PROBLEM DETAILS:
Starting at the line that contains "black baseball cap." and ending at the final line of the listing below, output those lines as a numbered list, skipping any blank lines.

ENTRIES:

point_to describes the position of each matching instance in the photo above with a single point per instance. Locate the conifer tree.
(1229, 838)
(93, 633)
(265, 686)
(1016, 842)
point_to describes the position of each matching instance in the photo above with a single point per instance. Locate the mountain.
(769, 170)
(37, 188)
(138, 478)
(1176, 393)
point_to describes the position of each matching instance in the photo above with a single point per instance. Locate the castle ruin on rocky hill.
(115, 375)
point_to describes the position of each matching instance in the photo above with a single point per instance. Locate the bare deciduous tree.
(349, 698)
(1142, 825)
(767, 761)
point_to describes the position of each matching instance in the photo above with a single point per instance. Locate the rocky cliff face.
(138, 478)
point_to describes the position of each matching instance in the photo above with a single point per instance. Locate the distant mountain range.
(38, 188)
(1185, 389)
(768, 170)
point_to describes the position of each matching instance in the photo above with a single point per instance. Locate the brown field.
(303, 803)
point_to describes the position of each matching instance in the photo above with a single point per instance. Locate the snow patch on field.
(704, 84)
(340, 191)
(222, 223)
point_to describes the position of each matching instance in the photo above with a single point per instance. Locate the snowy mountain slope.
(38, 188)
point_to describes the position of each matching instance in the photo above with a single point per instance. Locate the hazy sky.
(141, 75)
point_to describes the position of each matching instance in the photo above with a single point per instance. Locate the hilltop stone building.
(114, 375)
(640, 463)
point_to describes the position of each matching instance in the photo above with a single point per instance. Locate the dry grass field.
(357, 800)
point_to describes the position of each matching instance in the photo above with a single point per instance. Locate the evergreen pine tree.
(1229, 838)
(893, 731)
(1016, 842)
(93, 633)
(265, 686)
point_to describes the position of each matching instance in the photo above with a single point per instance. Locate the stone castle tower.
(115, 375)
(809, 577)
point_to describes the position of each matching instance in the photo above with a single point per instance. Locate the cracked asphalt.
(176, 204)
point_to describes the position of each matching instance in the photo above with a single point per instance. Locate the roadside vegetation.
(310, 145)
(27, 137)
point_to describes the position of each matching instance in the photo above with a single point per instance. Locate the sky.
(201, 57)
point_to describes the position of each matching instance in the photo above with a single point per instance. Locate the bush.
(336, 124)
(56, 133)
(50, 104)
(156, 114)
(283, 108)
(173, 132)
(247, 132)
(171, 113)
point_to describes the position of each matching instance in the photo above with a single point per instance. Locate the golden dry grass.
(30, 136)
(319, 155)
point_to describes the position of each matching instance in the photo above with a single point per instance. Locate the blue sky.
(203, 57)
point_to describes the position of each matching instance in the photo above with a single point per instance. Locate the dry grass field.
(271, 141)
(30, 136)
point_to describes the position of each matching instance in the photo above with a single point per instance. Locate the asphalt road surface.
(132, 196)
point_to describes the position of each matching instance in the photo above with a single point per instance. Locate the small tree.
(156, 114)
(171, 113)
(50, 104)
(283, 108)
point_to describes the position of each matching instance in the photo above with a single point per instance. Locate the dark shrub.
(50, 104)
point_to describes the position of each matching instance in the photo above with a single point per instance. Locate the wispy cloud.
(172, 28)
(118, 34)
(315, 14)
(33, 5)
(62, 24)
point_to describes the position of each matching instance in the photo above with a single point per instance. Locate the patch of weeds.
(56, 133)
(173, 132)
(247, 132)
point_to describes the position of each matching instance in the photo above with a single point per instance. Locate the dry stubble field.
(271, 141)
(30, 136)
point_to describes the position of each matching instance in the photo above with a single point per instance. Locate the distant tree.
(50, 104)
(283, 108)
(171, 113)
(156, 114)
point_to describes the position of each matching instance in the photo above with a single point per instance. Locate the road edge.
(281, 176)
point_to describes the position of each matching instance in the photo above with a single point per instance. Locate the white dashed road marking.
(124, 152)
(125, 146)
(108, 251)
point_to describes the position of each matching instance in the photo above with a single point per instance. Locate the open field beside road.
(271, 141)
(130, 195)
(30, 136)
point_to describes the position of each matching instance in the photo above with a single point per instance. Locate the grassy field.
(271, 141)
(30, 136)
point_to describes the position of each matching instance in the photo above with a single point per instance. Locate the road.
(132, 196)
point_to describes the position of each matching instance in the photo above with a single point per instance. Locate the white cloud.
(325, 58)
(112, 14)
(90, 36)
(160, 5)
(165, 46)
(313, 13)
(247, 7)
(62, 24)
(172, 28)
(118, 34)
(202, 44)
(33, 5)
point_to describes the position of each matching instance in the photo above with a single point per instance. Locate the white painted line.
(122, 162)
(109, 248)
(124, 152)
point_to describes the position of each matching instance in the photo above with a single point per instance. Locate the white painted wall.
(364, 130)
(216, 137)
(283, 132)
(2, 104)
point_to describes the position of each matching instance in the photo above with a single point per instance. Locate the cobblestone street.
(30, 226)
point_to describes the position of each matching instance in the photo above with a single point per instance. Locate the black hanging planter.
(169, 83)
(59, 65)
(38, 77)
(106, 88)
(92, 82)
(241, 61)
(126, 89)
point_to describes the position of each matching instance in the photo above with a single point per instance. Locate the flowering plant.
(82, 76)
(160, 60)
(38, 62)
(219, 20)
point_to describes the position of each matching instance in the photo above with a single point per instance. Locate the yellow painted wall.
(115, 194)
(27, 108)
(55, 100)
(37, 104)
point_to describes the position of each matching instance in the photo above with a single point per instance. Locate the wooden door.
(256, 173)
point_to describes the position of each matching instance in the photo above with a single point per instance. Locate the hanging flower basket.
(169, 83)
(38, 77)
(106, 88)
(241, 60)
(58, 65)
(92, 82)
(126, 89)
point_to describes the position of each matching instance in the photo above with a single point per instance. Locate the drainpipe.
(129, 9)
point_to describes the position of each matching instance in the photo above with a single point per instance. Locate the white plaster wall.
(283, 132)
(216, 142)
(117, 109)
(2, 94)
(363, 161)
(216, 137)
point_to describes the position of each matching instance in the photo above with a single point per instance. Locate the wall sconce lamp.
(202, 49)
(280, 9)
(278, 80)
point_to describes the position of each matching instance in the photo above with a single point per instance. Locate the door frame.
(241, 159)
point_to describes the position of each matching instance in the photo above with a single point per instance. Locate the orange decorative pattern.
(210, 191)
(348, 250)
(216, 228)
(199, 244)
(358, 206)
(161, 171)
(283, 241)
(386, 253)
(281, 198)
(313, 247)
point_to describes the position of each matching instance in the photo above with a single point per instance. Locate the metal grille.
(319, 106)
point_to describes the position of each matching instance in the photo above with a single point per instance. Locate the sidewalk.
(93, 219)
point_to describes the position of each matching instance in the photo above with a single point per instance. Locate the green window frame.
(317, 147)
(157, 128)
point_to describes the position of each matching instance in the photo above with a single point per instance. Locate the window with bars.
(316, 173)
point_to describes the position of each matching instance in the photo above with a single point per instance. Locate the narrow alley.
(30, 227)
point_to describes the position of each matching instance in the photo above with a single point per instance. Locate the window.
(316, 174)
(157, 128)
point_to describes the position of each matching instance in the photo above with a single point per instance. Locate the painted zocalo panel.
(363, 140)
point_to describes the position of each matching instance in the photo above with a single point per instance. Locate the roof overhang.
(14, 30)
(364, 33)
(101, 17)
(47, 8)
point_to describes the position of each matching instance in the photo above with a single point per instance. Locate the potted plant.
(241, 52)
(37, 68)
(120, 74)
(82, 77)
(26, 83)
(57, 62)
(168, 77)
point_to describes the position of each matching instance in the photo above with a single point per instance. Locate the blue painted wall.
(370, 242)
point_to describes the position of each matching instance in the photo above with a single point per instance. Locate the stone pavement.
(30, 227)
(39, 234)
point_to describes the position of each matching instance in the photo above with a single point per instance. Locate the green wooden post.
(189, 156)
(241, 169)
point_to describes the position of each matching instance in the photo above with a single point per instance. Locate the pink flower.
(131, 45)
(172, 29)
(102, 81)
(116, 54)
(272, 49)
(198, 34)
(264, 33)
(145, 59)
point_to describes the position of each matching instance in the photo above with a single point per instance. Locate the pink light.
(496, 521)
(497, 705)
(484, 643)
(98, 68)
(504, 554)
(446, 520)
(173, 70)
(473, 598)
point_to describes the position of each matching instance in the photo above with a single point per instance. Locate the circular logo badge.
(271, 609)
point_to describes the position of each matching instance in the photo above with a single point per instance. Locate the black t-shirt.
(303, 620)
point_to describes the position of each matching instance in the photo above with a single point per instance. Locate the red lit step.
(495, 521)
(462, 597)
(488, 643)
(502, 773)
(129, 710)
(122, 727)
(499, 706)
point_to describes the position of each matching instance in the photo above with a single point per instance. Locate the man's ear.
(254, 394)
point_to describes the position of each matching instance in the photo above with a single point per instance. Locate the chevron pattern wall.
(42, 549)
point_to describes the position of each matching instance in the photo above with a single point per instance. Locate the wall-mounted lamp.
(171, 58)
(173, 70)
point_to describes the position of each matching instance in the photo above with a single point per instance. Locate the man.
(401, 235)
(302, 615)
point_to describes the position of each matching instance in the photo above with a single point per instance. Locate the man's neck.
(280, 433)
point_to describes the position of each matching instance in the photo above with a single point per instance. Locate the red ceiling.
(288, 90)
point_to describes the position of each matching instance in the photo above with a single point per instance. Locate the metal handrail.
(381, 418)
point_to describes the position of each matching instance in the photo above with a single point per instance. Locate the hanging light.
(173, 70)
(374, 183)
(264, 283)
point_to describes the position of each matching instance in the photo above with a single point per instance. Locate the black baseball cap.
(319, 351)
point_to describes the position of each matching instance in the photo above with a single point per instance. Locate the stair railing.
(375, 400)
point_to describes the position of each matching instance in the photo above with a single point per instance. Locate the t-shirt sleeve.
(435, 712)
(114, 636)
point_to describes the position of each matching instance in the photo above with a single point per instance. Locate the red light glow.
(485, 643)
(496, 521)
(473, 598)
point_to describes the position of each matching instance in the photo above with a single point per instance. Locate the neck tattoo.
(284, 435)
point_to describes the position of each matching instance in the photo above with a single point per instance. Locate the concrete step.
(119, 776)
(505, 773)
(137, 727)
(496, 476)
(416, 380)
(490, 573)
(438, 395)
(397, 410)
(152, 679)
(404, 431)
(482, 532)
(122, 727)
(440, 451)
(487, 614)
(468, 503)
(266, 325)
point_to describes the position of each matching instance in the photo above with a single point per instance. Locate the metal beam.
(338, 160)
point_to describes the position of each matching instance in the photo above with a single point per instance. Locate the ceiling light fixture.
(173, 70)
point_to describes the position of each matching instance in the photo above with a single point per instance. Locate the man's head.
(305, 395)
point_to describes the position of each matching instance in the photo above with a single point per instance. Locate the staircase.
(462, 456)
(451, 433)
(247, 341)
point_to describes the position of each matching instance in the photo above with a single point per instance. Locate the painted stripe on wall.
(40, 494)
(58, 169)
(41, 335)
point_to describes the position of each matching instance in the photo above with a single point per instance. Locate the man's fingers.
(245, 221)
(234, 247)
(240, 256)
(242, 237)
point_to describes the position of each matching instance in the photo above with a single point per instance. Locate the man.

REPLY TO THE EXERCISE:
1. point_to describes the position of each matching instance in the photo above with a single point per instance. Locate the black baseball cap.
2. (319, 351)
3. point_to describes the position of each matching instance in the photo above with a single point per instance. Locate the stair railing.
4. (375, 400)
5. point_to describes the position of each matching instance in the photo above with a single point per instance. Locate the t-shirt sleeve.
6. (435, 712)
7. (114, 636)
8. point_to describes the position of each matching instance in the photo above with a single point per instance. Locate the red light glow.
9. (485, 643)
10. (496, 521)
11. (473, 598)
12. point_to describes the position of each matching instance in the photo above with a single point per instance. Locate the neck tattoo.
13. (284, 435)
14. point_to describes the position of each matching instance in the photo above with a single point per instance. Locate the concrete step.
15. (119, 776)
16. (505, 773)
17. (137, 727)
18. (496, 476)
19. (416, 380)
20. (490, 573)
21. (438, 395)
22. (397, 410)
23. (152, 679)
24. (404, 431)
25. (482, 532)
26. (122, 727)
27. (440, 451)
28. (487, 614)
29. (468, 503)
30. (266, 325)
31. point_to describes the position of each matching instance in the photo above with a single point per instance. Locate the metal beam.
32. (338, 160)
33. point_to describes the position of each matching instance in the photo above with a single point per instance. Locate the ceiling light fixture.
34. (173, 70)
35. point_to describes the position of each matching instance in the photo above with a single point per instance. Locate the man's head.
36. (305, 395)
37. point_to describes the position of each matching instance in the photo above with a single point per instance. Locate the staircase.
38. (462, 456)
39. (451, 433)
40. (247, 341)
41. point_to describes the position of each matching instance in the photo above with a single point per instance. Locate the painted stripe on wall.
42. (40, 494)
43. (58, 169)
44. (41, 335)
45. point_to describes the position of each matching instance in the photo above with a single point per instance. Locate the man's fingers.
46. (245, 221)
47. (234, 247)
48. (240, 256)
49. (242, 237)
50. point_to describes the position of each matching instance in the photo above with a single point per instance. Locate the man.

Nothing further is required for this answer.